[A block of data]
# # #
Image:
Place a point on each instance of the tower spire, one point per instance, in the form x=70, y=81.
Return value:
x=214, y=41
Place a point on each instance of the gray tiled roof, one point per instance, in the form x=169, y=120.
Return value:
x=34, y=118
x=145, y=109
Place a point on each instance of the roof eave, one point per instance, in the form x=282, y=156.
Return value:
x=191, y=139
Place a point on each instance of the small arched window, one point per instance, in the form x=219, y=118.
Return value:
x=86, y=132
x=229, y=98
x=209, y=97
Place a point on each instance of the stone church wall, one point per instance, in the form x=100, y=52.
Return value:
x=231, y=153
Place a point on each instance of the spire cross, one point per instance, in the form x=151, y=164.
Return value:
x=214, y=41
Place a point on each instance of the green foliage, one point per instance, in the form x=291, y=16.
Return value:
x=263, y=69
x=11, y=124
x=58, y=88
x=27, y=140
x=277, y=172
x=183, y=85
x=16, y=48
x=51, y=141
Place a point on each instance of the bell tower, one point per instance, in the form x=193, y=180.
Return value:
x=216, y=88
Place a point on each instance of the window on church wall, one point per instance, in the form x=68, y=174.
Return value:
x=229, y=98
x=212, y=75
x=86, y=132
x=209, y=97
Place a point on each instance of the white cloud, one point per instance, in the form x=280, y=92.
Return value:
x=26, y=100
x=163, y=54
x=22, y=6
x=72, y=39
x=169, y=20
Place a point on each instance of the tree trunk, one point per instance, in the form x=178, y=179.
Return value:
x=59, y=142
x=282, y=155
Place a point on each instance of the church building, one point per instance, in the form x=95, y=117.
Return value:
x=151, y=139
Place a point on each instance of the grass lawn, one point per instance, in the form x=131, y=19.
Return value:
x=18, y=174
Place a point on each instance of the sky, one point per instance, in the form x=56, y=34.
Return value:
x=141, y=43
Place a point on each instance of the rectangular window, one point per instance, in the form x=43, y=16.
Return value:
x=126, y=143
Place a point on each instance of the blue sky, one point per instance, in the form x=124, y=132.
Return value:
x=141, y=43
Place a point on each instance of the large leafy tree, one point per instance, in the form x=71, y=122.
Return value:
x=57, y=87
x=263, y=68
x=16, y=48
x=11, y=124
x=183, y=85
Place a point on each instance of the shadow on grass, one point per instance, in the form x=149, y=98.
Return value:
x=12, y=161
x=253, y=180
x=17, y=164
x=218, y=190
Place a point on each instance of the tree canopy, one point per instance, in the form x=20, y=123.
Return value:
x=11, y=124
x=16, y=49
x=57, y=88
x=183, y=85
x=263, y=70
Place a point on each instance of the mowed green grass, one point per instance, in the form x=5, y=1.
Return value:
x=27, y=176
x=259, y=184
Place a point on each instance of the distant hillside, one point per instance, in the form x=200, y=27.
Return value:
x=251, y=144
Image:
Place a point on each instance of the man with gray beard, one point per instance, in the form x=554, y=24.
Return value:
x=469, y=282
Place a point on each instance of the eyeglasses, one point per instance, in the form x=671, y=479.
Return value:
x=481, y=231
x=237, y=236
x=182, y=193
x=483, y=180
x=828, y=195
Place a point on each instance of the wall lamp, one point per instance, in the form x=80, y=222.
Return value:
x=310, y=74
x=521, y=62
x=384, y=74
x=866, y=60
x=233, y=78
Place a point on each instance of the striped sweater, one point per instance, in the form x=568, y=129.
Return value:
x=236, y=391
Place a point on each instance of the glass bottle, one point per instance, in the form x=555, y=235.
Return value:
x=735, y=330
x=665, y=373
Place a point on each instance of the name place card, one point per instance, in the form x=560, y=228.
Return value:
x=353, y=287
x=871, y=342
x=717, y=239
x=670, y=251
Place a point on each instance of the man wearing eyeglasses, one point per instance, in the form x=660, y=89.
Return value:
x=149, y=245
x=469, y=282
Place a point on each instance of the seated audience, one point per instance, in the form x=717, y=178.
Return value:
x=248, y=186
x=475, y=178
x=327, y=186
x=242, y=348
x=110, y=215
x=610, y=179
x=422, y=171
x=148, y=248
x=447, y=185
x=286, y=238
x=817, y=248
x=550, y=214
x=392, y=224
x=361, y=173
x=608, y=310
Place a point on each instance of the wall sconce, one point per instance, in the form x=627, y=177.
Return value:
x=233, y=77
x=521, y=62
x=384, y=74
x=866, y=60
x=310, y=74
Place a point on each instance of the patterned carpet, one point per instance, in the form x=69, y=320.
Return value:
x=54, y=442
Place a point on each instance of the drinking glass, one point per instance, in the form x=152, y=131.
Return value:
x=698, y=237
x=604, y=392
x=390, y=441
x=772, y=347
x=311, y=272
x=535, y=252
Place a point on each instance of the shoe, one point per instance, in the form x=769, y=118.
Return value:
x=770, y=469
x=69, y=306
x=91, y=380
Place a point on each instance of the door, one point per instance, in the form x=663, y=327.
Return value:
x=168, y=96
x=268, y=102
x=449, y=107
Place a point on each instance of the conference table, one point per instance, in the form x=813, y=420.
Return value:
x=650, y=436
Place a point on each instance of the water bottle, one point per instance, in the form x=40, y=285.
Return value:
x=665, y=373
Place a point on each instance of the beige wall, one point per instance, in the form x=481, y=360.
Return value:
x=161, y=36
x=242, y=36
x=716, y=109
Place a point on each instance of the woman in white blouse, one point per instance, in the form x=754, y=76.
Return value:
# # #
*Objective*. Can you reproduce the part of the rows that opens with the line containing "Place a point on each instance of the window" and closes with the line containing "x=151, y=139", both included, with the requests left unchanged and each point coordinate in the answers multiplied by 1.4 and rounded to a whole number, halves going up? Return only that part.

*Result of the exercise*.
Place a point on each instance of the window on church wall, one point per instance, in the form x=68, y=174.
Return value:
x=321, y=137
x=297, y=105
x=120, y=185
x=293, y=136
Place a point on each instance of the white cloud, one point per instance, in the form x=280, y=92.
Return value:
x=36, y=140
x=228, y=76
x=31, y=8
x=101, y=55
x=237, y=28
Place a point on each instance of the tree trunk, one point per instance, in the form x=178, y=179.
Return value:
x=83, y=199
x=395, y=217
Place a point on each instance of the church building, one point per instance, in the form x=95, y=117.
Return value:
x=211, y=195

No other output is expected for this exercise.